## READING PASSAGE:
• • • •
A cancer “vaccine” made in Spain

BO-112 is an immunotherapy developed in Spain, which during the first clinical phase has proven to be safe. It doesn’t show any severe side effects and preliminary data show it controls the illness in five out of ten patients. Iván Márquez Rodas, oncologist at Hospital General Universitario Gregorio Marañón, is the co-leader of this project.


If I told you BO-112 could revolutionize the future of “made-in-Spain” immunotherapy you might understand very little or nothing at all about what you’re being told. Nevertheless, if I explained to you that doctors from Hospital Gregorio Marañón and Clínica Universidad de Navarra are getting the defenses of people with certain tumors to activate and neutralize the dissemination of the illness, I might be able to capture your attention. Maybe even more if I told you this drug –BO-112– was created and developed in our country. This is the first immunotherapy totally developed in Spain.


The origin of this record-time achievement –a drug takes in average 10 years to get to the market– can be found in one of the labs at Centro Nacional de Investigaciones Oncológicas (CNIO) (National Center of Oncology Research), where the team of researcher Marisol Soengas found a molecule that could activate the defenses of people with melanoma and fight the tumor. BioncoTech –a spinoff– was born from this important finding. It is a new company that has committed to turn this discovery into a drug that can save patients with cancer for whom current immunotherapy treatments aren’t working.
• • • •
## DATASET:

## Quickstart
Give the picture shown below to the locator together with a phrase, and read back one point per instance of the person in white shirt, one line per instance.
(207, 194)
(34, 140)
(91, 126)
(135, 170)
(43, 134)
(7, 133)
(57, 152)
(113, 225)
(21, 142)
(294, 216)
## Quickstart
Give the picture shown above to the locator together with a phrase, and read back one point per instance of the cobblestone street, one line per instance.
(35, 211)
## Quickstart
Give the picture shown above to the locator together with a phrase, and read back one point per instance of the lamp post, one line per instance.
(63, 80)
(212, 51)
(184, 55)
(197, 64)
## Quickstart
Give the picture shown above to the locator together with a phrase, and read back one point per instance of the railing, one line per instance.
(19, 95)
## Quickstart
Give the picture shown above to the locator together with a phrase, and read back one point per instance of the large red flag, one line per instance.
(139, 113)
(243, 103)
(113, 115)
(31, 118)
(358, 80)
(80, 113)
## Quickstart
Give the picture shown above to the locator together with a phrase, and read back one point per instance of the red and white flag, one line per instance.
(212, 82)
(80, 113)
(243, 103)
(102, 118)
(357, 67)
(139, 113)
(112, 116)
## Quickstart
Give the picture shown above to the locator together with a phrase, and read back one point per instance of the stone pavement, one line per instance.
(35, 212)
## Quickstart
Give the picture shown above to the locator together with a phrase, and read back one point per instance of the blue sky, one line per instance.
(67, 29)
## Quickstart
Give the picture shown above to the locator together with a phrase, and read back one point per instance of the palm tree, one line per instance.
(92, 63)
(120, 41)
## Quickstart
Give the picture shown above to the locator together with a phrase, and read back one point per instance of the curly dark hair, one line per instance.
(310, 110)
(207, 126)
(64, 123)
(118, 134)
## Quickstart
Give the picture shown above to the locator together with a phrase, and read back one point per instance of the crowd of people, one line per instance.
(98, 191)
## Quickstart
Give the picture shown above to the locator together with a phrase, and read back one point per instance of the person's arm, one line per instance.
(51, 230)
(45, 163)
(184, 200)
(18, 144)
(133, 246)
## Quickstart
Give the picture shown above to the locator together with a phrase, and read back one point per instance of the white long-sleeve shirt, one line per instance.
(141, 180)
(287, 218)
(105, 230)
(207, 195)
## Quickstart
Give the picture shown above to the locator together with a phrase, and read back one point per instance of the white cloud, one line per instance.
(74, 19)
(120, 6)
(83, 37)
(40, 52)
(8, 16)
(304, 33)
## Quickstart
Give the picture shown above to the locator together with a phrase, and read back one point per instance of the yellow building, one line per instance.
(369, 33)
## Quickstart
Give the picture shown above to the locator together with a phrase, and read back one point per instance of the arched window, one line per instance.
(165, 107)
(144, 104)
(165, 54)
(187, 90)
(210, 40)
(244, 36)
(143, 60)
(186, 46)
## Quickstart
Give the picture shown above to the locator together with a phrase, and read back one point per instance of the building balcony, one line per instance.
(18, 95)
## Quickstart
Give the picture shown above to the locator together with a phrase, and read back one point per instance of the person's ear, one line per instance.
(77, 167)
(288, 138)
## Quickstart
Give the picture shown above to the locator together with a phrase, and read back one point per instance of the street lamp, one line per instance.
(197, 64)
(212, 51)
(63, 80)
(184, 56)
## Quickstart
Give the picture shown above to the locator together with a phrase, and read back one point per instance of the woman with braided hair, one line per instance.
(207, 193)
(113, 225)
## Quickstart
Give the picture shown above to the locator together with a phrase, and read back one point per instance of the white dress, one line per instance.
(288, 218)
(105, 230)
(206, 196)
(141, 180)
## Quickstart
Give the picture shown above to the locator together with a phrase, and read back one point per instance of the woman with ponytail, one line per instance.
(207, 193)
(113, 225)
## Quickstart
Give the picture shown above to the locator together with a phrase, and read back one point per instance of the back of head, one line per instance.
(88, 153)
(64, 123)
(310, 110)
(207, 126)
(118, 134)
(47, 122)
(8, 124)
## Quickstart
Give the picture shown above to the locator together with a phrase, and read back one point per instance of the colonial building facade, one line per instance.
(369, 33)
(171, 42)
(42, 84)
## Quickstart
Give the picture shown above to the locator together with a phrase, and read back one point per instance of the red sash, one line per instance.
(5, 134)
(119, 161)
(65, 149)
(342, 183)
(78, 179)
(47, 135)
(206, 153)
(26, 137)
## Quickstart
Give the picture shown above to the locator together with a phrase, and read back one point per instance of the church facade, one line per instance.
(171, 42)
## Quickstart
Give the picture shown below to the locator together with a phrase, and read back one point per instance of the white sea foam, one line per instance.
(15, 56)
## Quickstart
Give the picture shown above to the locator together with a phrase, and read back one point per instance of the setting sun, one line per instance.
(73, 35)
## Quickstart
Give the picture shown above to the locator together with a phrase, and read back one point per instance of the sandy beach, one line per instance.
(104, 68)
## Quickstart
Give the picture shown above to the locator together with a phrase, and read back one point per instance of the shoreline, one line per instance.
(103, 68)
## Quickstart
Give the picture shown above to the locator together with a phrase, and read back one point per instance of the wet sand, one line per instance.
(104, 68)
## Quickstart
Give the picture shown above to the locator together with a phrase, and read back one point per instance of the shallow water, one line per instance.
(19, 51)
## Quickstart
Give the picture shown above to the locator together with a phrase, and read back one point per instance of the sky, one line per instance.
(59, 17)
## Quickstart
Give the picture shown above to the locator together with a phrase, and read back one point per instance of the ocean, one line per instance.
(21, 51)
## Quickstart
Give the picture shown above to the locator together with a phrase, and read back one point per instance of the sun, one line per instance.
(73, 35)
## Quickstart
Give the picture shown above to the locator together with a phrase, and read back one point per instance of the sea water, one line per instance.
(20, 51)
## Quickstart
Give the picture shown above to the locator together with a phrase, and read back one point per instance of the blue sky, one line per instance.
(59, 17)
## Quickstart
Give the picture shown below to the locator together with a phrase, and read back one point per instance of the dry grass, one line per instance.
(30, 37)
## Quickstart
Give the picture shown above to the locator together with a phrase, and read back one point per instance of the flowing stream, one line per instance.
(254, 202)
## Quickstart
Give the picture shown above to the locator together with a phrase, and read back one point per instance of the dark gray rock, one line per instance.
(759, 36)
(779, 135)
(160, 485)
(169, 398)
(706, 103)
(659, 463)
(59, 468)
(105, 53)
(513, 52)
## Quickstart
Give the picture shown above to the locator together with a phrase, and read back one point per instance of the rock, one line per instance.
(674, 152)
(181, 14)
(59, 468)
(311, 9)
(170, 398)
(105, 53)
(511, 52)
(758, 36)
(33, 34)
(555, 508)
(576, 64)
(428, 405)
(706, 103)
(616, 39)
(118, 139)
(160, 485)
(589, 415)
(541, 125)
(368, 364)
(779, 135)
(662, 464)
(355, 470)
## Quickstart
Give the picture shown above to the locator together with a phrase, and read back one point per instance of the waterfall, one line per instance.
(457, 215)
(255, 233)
• • • •
## ACTIONS TO TAKE:
A - Answer these questions about the BO-112 article, one answer per line:
(i) At which hospital does Iván Márquez Rodas work as an oncologist?
(ii) On average, how long does it take a drug to get to the market?
(iii) What company was born from the finding made by Marisol Soengas's team?
B - From the BO-112 article, repeat word for word the passage that begins at the words "The origin of" and ends after the words "treatments aren’t working.".

## RESULTS OF THE TASKS:
A -
(i) Hospital General Universitario Gregorio Marañón
(ii) 10 years
(iii) BioncoTech

B -
The origin of this record-time achievement –a drug takes in average 10 years to get to the market– can be found in one of the labs at Centro Nacional de Investigaciones Oncológicas (CNIO) (National Center of Oncology Research), where the team of researcher Marisol Soengas found a molecule that could activate the defenses of people with melanoma and fight the tumor. BioncoTech –a spinoff– was born from this important finding. It is a new company that has committed to turn this discovery into a drug that can save patients with cancer for whom current immunotherapy treatments aren’t working.